-- Required actions --
[A] In the forum thread below about Chrome becoming the top browser, why is Nick using IE8 even though he prefers Firefox?
[B] Resume the forum thread below about Chrome becoming the top browser, starting right after its final quoted post.

-- Selected passage --

:::::

# GOOGLE Chrome is now the #1 Browser in the World



## hdtvfan0001 (Jul 28, 2004)

> Google's Chrome web browser just passed Microsoft's Internet Explorer to become the most-used browser in the world, says the latest data from a digital analytics service.
> 
> Although Chrome has edged out IE before for short periods, the last week marks the first time Chrome was the No. 1 browser for a sustained period of one week. Exactly 31.88% of the world's web traffic was done on Chrome, according to StatCounter, while IE is a close second at 31.47%.


Full article here:

http://mashable.com/2012/05/21/chrome-is-tops/


----------



## Mark Holtz (Mar 23, 2002)

Yawn.... it seems that the browser world is, apparently, one-third Chrome, one-third IE, and one-quarter Firefox. 

This is a good thing compared to IE owning the world.


----------



## hilmar2k (Mar 18, 2007)

I use Chrome, though I might use IE9 if I could. But since you cannot install IE9 on an XP machine, I'm stuck with IE8.


----------



## Doug Brott (Jul 12, 2006)

I had Chrome for a while .. it got to the point I missed Firefox, so I'm back. I only use IE when I have no other choice. Chrome has been uninstalled.


----------



## Nick (Apr 23, 2002)

<double-yawn> I prefer to use FF, but a major zapp wiped out most of my file associations and I don't know enough to recover or build them back, so I'm forced to use IE8. <groan> I think I would like Chrome, but I don't like Google all that much due to privacy concerns.


----------



## Nick (Apr 23, 2002)

hilmar2k said:


> I use Chrome, though I might use IE9 if I could. But since you cannot install IE9 on an XP machine, I'm stuck with IE8.

:::::

-- Dataset excerpt --
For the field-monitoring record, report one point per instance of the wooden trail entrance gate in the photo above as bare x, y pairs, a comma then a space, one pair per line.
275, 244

:::::

-- Answers given --
[A] A major zap wiped out most of his file associations, and he doesn't know enough to recover or rebuild them, so he is forced to use IE8.

[B]
Is that Bill's _not-so-subtle_ way of nudging everyone back to the future?


----------



## dpeters11 (May 30, 2007)

There are limitations to a 10 year old OS.


----------



## sigma1914 (Sep 5, 2006)

I like FF for one simple reason...I can move the scroll bar to the left side. Weird, I know.


----------



## Mustang Dave (Oct 13, 2006)

Always have and always will use IE for business.


----------



## harsh (Jun 15, 2003)

The only place where Chrome leads is in surveys conducted by Google and the CERT list of high risk security vulnerabilities. This week is a particularly bad one for Chrome:

http://www.us-cert.gov/cas/bulletins/SB12-142.html


----------



## harsh (Jun 15, 2003)

Nick said:


> Is that Bill's _not-so-subtle_ way of nudging everyone back to the future?


As if Win7 was a quantum leap ahead in any important respect...


----------



## harsh (Jun 15, 2003)

Mustang Dave said:


> Always have and always will use IE for business.


Given its habit of sweeping change from one release to the next, IE is arguably the most poorly suited browser to business use.


----------



## Steve (Aug 22, 2006)

dpeters11 said:


> There are limitations to a 10 year old OS.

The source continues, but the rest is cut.